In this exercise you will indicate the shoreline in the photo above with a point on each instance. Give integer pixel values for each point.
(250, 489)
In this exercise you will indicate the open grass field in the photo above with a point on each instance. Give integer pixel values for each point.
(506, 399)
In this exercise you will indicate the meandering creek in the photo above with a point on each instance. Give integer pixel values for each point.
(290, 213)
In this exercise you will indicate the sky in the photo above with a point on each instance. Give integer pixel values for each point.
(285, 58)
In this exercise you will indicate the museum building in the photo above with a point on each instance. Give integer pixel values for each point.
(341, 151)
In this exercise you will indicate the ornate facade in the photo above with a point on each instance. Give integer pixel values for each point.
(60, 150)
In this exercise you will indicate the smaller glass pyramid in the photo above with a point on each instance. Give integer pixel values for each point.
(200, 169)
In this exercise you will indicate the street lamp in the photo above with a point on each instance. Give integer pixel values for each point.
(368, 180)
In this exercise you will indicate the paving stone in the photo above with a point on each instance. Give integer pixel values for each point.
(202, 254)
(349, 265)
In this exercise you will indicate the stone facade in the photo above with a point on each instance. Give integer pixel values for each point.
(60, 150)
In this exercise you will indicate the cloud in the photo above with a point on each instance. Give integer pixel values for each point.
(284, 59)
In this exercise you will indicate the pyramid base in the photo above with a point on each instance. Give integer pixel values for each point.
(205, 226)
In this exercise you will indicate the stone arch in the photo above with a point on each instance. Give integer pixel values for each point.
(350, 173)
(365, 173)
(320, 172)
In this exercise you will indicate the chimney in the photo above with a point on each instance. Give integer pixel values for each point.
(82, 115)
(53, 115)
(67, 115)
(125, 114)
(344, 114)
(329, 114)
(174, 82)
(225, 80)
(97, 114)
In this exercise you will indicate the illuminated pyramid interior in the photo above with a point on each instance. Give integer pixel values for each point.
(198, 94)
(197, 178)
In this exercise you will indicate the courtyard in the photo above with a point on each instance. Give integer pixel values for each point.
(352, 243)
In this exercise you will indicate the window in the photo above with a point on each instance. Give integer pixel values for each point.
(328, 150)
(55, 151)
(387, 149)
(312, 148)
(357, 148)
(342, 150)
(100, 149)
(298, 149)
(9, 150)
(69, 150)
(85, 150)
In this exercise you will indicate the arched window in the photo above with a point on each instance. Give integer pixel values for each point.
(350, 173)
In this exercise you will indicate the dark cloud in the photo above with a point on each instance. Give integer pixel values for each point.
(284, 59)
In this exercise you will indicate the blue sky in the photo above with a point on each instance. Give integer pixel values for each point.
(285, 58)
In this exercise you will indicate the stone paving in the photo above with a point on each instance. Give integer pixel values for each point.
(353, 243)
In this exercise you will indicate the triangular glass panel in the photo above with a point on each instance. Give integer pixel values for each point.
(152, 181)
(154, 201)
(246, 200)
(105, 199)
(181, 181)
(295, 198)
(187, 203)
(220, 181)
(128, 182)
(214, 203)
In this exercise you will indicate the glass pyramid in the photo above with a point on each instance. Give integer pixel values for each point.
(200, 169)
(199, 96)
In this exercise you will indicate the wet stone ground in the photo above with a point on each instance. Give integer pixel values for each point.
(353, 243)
----------
§ **TASK ITEM**
Go to the line with "In this exercise you will indicate the glass" and set down that line and every line after it, through the end of the material above, word for word.

§ **SOLUTION FOR THIS PROBLEM**
In this exercise you will indicate the glass pyramid in the photo above with a point on each instance. Give integer pixel values for each point.
(200, 169)
(199, 96)
In this exercise you will indicate the wet stone ground in the photo above with a point on each instance. Give integer pixel values for each point.
(353, 243)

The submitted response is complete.